**Given text:**
-.-.-

Studio album by Move
- Released: August 11, 2023
- Genre: Hardcore punk
- Length: 26:25
- Language: English
- Label: Triple-B Records
- Producer: Charlie Abend

Move chronology
| Freedom Dreams (2021) | Black Radical Love (2023) |  |

= Black Radical Love =

Black Radical Love is the 2023 full-length studio album debut by American hardcore punk band Move. It has received positive reviews from critics.

==Reception==
At BrooklynVegan, Black Radical Love was shortlisted as one of the best albums of the week and critic Andrew Sacher called it "an overt piece of protest art" that is "also a fiery hardcore album that makes it impossible to stand still" that mixes anger and joy. Sacher also chose this as one of the top ten hardcore albums of mid-2023. In The Fader, Jordan Darville wrote that "not since the early days of Code Orange has a genre-skipping band sounded this fierce, with its flesh-rending combination of metal, hardcore, and noise-rock". A brief review of the best albums of the week from Em Shadows of Metal Sucks praised the release for mixing serious political themes with "catchy songwriting [that] is also just fun". Editors at Stereogum chose this for Album of the Week, with critic Tom Breihan comparing this work favorably to Zulu's A New Tomorrow for its punk activism and writes that it "hits with a physical ecstasy that never dims the anger" and continues that the album works both as a political statement and a musical one.

-.-.-

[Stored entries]
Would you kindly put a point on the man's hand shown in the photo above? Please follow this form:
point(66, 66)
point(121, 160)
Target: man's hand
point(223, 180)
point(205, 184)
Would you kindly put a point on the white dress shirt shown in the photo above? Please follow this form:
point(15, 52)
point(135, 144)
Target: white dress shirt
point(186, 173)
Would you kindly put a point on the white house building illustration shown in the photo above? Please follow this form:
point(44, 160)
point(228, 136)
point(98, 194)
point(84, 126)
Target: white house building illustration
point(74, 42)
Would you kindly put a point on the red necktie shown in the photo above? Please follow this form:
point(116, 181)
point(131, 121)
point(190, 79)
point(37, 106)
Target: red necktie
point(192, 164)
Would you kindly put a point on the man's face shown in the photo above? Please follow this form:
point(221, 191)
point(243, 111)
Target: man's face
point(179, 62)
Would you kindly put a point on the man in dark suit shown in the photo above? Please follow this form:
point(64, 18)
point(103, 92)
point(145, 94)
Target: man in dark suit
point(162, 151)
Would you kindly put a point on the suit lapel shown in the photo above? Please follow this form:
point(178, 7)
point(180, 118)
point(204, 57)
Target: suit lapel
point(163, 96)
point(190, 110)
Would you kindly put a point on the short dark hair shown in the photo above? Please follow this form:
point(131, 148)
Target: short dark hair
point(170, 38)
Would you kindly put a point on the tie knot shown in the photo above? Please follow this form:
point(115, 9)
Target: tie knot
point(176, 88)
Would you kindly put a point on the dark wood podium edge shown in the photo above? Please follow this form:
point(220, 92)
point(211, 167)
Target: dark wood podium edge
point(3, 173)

-.-.-

**Task directions:**
List every publication the album article names as having reviewed or ranked Black Radical Love. The entries play no part in this.

**Task answer:**
BrooklynVegan, The Fader, Metal Sucks, Stereogum